A Russian village is generally composed of a long row of wooden houses on each side of the post-road, with usually a line of birch-trees in front. Some of the well-to-do peasants, or those amongst them who are the most ingenious, have the eaves of their cottages ornamented in a very pretty manner with a kind of border of so light and elegant a description that it may be compared to wooden lace; the windows, where there are any, are decorated in the same manner. At the entrance of the villages we generally saw painted on the same board the number of men and of cows contained in each; the fair sex were not thought worth the trouble of being enumerated.

As to the inhabitants, they are true children of the soil; the men have something fine in their appearance; they wear a loose shirt fastened round the waist. In some of the villages through which we passed a few of the men had boots on, but the greater part had only leggings bound round with thongs, sandal-fashion; their feet were furnished with shoes of a kind of basket-work, made of strips of the birch-tree. The women had on a coarse chemise with full sleeves, and over that the national dress, the sarafane, which was generally of common blue or red cotton, having no boddice, but kept on the shoulder by a band of the same. The married ones wore a handkerchief tied round the head in a peculiar manner; most of the girls had their hair formed into a long plait hanging down their back: the children ran about at play almost in a state of nature, having on only a short shirt with open sleeves. Nearly every house in the villages was furnished with a kind of settee outside, where in the evening we frequently saw groups of the peasants sitting to have a chat or to sing together their national airs, of which they are very fond. During our journey we had to pass several rivers on rafts, which were dragged to the opposite bank by means of ropes. We had to cross a very rapid branch of the northern Dwina, which had been much increased by the melting of the snow. Here we were very nearly drowned, for, the carriage being too heavy for the raft, it began to sink when in the middle of the stream; but fortunately, through the great exertions used by the peasants, we at last reached the shore. We continued to follow the course of the Dwina for more than fifty miles. I do not know anything that gives a more dreary idea of a country than the sight of a broad and silent river, whose unbroken surface reflects no human habitation as far as the eye can reach, not a single bark to ruffle the mysterious stillness of the waters, nor any living thing to awaken the echoes of those dismal forests of pine which stretch far away to the verge of the horizon, and seem an impenetrable bar to the advance of civilization.
--------
Problems and tasks ▸
(a) Condense the paragraph of the passage on Russian villages that begins "A Russian village is generally composed" into a short bulleted list that keeps its main facts.
(b) Continue the passage on Russian villages from its last sentence, keeping the travel narrative going.

Dataset entries ▸
--------
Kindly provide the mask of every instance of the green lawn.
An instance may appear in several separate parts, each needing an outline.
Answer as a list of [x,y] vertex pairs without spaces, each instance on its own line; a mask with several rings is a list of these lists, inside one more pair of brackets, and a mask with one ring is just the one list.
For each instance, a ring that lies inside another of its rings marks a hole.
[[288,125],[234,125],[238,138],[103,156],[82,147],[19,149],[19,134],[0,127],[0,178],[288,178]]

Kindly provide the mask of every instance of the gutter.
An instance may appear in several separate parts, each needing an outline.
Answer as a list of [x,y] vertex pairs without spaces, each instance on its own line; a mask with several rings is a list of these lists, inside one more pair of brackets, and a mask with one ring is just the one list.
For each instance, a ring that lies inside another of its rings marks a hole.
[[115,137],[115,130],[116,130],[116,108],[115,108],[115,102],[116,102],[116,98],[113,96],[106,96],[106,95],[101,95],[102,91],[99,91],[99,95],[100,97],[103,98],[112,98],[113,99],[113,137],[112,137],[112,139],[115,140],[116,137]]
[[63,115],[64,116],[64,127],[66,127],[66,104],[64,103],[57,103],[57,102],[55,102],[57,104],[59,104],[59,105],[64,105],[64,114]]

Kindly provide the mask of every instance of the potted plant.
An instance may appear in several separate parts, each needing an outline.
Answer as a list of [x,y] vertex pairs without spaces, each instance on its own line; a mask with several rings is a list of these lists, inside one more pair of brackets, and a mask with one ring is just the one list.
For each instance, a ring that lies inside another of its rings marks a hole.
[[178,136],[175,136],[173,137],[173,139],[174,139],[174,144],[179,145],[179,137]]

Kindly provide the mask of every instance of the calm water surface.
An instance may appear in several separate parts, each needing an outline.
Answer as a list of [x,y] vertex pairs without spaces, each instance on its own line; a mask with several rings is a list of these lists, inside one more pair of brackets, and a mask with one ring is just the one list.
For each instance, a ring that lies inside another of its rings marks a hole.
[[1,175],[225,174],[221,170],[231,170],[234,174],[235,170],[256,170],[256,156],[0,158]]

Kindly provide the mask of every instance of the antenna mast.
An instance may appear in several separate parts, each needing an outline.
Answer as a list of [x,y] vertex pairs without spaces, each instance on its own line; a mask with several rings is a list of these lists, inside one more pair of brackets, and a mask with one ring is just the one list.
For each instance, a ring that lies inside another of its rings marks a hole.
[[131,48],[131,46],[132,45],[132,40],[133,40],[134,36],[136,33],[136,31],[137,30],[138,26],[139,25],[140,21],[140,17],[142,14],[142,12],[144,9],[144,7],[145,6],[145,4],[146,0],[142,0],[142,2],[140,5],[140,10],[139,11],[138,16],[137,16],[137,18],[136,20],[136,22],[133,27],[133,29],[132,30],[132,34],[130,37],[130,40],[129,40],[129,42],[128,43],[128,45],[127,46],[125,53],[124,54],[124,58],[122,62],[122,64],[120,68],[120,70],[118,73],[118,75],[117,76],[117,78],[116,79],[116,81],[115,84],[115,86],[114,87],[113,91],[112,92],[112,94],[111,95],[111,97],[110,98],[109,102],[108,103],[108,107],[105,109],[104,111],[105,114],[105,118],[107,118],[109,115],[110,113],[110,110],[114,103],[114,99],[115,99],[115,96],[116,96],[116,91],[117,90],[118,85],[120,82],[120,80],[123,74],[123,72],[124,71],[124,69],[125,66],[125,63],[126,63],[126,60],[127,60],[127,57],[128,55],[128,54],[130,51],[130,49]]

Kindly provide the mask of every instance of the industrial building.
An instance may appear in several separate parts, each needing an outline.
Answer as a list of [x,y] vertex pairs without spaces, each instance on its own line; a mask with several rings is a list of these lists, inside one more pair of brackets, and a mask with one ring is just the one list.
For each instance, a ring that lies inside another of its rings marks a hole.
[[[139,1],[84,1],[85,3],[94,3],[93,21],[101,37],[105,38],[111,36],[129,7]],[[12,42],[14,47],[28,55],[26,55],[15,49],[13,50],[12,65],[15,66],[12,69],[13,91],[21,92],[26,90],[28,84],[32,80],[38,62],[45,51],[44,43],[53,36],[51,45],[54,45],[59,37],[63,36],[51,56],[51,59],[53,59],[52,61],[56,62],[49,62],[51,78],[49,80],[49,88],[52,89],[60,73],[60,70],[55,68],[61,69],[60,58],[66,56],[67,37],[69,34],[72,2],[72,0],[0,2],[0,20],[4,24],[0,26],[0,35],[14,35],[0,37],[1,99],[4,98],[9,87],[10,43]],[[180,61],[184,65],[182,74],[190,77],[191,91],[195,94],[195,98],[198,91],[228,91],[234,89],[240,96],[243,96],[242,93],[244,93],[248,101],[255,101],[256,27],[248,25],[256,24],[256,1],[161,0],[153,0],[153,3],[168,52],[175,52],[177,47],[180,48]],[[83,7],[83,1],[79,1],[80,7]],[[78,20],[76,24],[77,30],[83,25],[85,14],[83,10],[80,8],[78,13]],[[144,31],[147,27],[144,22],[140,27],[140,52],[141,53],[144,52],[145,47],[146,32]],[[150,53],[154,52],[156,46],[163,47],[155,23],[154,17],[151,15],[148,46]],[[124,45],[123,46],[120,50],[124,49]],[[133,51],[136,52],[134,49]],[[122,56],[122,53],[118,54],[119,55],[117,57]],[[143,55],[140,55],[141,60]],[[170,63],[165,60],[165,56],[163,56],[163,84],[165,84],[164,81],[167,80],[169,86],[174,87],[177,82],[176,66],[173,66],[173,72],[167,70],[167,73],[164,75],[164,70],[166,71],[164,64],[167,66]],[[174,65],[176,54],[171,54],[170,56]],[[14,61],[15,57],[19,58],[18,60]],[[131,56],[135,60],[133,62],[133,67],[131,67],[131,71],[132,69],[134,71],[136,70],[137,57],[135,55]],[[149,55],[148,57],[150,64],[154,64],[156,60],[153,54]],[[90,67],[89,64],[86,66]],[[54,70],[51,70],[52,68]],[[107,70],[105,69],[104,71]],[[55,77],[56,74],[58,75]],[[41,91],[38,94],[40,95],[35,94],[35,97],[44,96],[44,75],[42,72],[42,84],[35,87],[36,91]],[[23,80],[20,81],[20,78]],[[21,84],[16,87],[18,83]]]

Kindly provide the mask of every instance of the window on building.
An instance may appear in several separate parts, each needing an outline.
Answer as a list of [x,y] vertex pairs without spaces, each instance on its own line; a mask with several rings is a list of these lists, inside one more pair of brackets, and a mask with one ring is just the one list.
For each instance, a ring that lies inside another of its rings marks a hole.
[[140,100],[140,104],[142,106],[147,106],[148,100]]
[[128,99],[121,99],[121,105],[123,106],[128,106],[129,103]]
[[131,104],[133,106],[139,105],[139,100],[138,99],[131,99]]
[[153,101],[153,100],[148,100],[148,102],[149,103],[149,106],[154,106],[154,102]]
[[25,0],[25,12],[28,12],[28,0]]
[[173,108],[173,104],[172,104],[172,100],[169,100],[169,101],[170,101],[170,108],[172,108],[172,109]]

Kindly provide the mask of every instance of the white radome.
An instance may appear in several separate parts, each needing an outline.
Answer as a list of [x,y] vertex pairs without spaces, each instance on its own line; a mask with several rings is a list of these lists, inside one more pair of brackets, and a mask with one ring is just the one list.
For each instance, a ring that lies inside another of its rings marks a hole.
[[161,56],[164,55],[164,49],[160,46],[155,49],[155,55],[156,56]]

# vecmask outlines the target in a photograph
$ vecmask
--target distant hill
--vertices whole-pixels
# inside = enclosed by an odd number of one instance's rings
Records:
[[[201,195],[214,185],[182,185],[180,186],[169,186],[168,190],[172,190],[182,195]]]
--------
Per-task answers ▸
(a)
- A village is usually a long row of wooden houses on each side of the post-road, often fronted by a line of birch-trees.
- Some wealthier or more ingenious peasants decorate their eaves, and their windows if they have any, with a light, elegant border like wooden lace.
- At village entrances, a single board often shows how many men and cows the village holds.
- Women were not counted.

(b)
Such is the aspect of the Dwina and its dark, untrodden shores; yet, in coming to a very broad part of the river we were greatly delighted by a scene which, like many others—we know not why or wherefore—become indelibly impressed on the mind, a pleasing and vivid picture of the past. The scene of which I speak may seem in description not to be worthy of remark, nor perhaps would it have appeared remarkable to us had we not previously passed so many monotonous days. In a bend of the river, at the confluence of several smaller streams that empty themselves into the Dwina, we suddenly came to a considerable elevation rising abruptly from the water. The sun had just set, but his parting rays still illumined the beautiful gilt cross surmounting a small church which crowned the height above us; the lamps were already lighted and gleamed through its long narrow windows, and borne on the calm summer breeze came the voices of the monks and choristers singing the magnificent responses of the Greco-Russian Church. It was a saint’s-day, and the people from the neighbouring village, dressed in their gayest and best attire, were hastening up the path in groups of twos and threes; others were crossing the stream in boats; but all were intent upon worshiping the heavenly Father of All in his holy place.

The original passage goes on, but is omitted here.